INSTRUCTIONS FOR THE TASK:
Reproduce the album review below word for word, from its first sentence to its last.
-- READING PASSAGE start --
On Sep. 10, with the release of his latest album “JOSE,” Balvin reversed his prior commitment to aesthetic over substance. It’s telling that the title of the project spells out Balvin’s first name, rather than the usual anonymizing initial. More than a powerful confirmation of his continuing ability to produce hits, Balvin’s latest project takes him in surprising musical direction by foregrounding what his previous records sidelined: his own personality. Who is the man behind the hits? The songs on the album paint an expansive portrait.
José immediately demonstrates unforeseen skill as a rapper with an understanding of his place in musical history. “F40” opens the album with Balvin asserting his legendary status, interspersed with snippets of dialogue from Arcángel, a reggaeton legend of the 2000s. Later, in the standout “Billetes de 100,” Balvin raps energetically over a hard-hitting trap beat, filling his verse with pop culture references from Sylvester Stallone to Don Quijote. The playful persona serves as an entertaining and welcome departure from Balvin’s usual trite lyrics, and on “7 de Mayo,” he flexes even harder. Through verses riddled with wordplay, complex rhyme schemes, and references to his influences, Balvin constructs a rich framework for the story of his childhood and ascendancy.
But José the individual really shines through in the one-two punch of “Querido Rio” and “La Familia.” The former, a moving ballad for Balvin’s infant son, interpolates a recording of the child’s heartbeat over simple yet heart-warming lines like “llegaste para darme luz” (“you arrived to give me light”). Sincerity also suffuses “La Familia,” an upbeat trap-infused anthem for all those who Balvin loves. As he names his family members and collaborators, the gratitude in his voice is palpable. It’s a wonderful surprise: As a protagonist for his songs, Balvin is remarkably compelling.
-- READING PASSAGE end --
-- LISTED RECORDS start --
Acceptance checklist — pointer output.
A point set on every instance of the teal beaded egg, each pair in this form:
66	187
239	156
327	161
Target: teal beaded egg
-- LISTED RECORDS end --
RESULT FOR THIS TASK:
On Sep. 10, with the release of his latest album “JOSE,” Balvin reversed his prior commitment to aesthetic over substance. It’s telling that the title of the project spells out Balvin’s first name, rather than the usual anonymizing initial. More than a powerful confirmation of his continuing ability to produce hits, Balvin’s latest project takes him in surprising musical direction by foregrounding what his previous records sidelined: his own personality. Who is the man behind the hits? The songs on the album paint an expansive portrait.
José immediately demonstrates unforeseen skill as a rapper with an understanding of his place in musical history. “F40” opens the album with Balvin asserting his legendary status, interspersed with snippets of dialogue from Arcángel, a reggaeton legend of the 2000s. Later, in the standout “Billetes de 100,” Balvin raps energetically over a hard-hitting trap beat, filling his verse with pop culture references from Sylvester Stallone to Don Quijote. The playful persona serves as an entertaining and welcome departure from Balvin’s usual trite lyrics, and on “7 de Mayo,” he flexes even harder. Through verses riddled with wordplay, complex rhyme schemes, and references to his influences, Balvin constructs a rich framework for the story of his childhood and ascendancy.
But José the individual really shines through in the one-two punch of “Querido Rio” and “La Familia.” The former, a moving ballad for Balvin’s infant son, interpolates a recording of the child’s heartbeat over simple yet heart-warming lines like “llegaste para darme luz” (“you arrived to give me light”). Sincerity also suffuses “La Familia,” an upbeat trap-infused anthem for all those who Balvin loves. As he names his family members and collaborators, the gratitude in his voice is palpable. It’s a wonderful surprise: As a protagonist for his songs, Balvin is remarkably compelling.